◆ **Given problem**:
Copy the stretch of items from the very beginning through the line that contains "column 893, row 139", keeping every character the same.

◆ **Data for processing**:
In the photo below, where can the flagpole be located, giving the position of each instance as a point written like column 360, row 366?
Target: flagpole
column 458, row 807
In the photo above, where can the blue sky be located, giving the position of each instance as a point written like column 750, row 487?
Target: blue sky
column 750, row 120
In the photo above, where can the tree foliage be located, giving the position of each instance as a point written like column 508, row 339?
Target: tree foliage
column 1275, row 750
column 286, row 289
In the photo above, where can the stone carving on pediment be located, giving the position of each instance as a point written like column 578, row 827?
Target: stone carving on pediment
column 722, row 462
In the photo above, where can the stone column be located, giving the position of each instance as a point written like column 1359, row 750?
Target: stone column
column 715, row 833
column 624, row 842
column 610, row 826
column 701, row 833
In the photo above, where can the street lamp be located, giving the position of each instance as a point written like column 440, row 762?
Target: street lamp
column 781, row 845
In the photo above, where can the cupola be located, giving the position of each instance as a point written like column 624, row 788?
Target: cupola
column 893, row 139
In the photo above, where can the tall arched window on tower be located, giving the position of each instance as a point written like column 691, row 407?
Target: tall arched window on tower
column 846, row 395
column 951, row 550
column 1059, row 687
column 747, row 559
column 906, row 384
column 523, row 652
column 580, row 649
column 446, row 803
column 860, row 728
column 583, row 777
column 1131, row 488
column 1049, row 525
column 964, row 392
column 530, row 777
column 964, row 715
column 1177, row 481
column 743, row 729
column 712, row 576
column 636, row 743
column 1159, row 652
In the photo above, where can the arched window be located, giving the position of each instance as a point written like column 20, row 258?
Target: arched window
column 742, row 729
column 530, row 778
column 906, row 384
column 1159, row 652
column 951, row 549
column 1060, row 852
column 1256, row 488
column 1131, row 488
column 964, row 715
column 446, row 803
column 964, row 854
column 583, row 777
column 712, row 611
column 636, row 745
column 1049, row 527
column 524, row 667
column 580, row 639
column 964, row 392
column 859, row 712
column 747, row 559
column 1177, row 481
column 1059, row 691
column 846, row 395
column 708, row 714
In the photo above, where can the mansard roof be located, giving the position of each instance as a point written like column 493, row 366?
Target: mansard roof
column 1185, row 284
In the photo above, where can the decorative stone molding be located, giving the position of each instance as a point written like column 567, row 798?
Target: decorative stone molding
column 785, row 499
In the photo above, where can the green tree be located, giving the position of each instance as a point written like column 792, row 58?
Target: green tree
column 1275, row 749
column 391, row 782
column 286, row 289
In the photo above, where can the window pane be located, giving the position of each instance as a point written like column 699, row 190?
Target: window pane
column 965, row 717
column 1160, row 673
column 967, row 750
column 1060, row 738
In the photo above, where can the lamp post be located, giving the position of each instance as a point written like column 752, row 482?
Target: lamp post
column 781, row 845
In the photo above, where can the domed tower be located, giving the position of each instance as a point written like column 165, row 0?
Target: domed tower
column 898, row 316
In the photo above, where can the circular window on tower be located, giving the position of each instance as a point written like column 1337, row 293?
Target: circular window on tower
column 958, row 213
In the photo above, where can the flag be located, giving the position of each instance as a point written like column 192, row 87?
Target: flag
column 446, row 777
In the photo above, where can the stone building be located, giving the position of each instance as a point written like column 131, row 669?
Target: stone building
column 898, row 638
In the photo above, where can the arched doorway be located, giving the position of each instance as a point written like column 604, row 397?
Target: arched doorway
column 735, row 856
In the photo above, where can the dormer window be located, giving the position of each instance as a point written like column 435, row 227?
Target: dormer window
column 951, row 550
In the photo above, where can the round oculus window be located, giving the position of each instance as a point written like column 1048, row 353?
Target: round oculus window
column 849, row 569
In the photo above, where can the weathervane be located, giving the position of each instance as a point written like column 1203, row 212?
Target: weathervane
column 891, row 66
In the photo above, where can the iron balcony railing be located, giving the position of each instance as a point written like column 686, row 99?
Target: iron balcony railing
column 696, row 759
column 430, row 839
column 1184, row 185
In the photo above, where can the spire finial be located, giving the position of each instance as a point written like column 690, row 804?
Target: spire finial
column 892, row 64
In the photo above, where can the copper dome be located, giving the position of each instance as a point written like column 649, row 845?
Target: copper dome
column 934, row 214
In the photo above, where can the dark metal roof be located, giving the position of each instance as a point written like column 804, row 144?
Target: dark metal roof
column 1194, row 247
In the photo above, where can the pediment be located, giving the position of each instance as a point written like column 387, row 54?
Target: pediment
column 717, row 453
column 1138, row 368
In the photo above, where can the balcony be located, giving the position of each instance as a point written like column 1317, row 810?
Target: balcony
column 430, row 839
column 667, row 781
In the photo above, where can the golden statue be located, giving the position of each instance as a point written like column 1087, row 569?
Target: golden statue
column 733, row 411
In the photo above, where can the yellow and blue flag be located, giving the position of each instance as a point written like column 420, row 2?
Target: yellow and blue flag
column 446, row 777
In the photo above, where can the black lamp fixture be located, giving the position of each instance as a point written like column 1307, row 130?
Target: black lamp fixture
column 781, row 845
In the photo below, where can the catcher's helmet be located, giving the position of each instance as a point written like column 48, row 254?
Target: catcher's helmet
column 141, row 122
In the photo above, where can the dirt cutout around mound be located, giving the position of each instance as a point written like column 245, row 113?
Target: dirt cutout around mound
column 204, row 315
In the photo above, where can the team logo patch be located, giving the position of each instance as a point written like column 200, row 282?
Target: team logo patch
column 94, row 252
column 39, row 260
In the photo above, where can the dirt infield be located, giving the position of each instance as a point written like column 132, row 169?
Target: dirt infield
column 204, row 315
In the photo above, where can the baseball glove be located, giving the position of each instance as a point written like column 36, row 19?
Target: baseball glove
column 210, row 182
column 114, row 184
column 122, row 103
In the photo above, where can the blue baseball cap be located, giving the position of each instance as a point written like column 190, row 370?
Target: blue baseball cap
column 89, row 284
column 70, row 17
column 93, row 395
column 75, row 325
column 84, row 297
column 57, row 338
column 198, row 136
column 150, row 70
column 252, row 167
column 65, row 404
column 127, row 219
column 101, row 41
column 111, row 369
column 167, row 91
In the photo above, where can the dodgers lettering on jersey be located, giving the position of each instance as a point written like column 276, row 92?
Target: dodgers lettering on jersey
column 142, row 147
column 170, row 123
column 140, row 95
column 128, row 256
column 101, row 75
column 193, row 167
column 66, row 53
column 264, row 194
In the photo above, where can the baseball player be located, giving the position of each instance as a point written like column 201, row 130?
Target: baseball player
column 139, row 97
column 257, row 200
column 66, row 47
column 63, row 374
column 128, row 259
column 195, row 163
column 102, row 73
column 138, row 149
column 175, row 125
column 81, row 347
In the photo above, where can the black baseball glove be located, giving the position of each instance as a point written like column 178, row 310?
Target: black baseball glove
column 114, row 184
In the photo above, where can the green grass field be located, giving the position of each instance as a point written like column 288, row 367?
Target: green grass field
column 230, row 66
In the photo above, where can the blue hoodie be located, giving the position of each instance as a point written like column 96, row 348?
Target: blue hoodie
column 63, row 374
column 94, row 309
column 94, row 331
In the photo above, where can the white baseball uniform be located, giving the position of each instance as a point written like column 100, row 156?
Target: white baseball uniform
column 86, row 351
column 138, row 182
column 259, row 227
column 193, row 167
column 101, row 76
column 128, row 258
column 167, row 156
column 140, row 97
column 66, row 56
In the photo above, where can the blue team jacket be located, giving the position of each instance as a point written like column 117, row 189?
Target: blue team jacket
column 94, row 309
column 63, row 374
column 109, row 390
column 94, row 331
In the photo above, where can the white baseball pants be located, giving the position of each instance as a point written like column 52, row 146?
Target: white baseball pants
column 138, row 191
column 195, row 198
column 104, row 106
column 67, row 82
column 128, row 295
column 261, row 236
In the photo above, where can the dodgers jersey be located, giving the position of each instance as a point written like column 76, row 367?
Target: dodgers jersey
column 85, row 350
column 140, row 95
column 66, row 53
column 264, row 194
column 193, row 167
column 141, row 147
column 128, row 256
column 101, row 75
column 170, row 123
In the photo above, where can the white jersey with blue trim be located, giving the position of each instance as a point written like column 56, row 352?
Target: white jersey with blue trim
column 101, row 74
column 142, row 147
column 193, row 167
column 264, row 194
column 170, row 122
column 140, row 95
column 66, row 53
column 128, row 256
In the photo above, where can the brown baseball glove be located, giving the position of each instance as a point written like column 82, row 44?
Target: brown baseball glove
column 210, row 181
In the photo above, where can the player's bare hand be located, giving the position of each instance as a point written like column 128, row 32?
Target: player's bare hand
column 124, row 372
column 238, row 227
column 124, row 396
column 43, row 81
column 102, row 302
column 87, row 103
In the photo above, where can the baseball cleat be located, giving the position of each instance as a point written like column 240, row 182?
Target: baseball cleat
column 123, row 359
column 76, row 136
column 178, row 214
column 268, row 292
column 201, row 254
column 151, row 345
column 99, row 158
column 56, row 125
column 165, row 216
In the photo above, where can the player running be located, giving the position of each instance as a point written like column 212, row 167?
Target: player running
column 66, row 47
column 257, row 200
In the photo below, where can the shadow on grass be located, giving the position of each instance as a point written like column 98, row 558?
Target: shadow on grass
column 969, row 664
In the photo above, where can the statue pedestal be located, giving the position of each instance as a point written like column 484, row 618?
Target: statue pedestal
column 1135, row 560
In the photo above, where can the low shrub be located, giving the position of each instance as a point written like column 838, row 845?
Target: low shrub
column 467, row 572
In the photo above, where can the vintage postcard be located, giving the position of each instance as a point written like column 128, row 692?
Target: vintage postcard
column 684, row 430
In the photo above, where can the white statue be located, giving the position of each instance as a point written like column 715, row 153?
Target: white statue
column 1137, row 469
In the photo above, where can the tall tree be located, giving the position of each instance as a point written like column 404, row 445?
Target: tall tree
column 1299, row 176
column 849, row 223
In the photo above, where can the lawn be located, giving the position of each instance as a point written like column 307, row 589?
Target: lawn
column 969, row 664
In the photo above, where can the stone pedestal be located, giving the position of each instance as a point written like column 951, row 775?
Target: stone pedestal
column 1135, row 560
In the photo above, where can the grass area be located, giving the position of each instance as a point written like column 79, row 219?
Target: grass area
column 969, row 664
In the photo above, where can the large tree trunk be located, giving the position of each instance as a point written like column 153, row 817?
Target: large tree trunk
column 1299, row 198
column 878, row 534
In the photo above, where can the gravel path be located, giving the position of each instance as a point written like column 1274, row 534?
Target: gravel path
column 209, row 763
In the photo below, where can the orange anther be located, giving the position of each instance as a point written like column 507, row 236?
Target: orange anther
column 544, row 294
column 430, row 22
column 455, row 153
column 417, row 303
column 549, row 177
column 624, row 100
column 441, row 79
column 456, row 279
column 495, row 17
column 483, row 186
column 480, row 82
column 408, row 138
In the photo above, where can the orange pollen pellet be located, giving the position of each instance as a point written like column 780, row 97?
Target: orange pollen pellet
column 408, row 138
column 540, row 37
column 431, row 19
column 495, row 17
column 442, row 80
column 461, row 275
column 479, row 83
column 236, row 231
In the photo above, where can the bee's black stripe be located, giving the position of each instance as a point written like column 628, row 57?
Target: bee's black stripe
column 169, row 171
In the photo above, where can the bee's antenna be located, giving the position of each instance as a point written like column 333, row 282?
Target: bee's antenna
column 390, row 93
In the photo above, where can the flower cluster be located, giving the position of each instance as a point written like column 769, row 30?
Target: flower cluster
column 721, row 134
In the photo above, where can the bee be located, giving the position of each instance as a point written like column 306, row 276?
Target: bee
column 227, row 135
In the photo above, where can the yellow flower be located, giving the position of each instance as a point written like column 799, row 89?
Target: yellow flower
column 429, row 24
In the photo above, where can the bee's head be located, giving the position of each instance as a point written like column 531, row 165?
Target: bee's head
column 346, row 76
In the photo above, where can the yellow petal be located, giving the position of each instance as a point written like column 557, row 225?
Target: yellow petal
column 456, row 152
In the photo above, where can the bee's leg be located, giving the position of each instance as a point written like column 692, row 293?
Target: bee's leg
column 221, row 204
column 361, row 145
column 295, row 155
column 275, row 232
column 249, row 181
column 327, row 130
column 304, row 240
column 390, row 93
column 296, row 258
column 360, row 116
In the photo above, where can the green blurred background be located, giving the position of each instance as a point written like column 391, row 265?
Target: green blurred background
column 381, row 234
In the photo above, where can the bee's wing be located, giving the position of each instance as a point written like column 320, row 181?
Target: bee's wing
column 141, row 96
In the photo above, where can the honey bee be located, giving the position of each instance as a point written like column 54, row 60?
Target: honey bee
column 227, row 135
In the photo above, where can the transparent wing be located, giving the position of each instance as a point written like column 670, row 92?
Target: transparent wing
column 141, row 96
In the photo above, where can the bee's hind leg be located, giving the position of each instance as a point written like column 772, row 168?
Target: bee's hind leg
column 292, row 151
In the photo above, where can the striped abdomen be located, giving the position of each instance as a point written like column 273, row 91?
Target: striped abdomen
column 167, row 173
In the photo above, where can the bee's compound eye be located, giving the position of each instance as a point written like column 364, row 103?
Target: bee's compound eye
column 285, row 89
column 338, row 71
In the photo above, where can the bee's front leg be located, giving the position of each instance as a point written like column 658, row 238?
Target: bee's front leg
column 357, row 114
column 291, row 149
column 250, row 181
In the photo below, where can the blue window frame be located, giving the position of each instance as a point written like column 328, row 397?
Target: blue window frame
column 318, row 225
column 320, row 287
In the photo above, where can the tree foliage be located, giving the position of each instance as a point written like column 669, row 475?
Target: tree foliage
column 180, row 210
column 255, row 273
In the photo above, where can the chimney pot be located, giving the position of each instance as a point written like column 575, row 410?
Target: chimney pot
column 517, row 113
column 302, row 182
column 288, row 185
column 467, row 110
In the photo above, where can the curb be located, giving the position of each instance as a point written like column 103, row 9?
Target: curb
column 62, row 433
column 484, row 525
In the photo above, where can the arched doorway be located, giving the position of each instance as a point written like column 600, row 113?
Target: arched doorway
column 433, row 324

◆ **The output**:
In the photo below, where can the flagpole be located, giving the position of each instance as a point written like column 360, row 366?
Target: flagpole
column 458, row 807
In the photo above, where can the blue sky be located, giving the position of each instance as a point written like column 750, row 487?
Target: blue sky
column 750, row 120
In the photo above, where can the tree foliage be located, giving the position of each instance as a point written like column 508, row 339?
Target: tree foliage
column 1275, row 750
column 286, row 289
In the photo above, where can the stone carving on pediment be located, giving the position of each instance as a point written like column 578, row 827?
Target: stone carving on pediment
column 722, row 462
In the photo above, where can the stone column be located, giving the position of each instance as a point written like column 1359, row 750?
Target: stone column
column 715, row 833
column 624, row 842
column 610, row 826
column 701, row 833
In the photo above, where can the street lamp be located, giving the position of each instance as a point written like column 440, row 762?
Target: street lamp
column 781, row 845
In the photo above, where can the cupola be located, giving the position of each instance as a point written like column 624, row 788?
Target: cupola
column 893, row 139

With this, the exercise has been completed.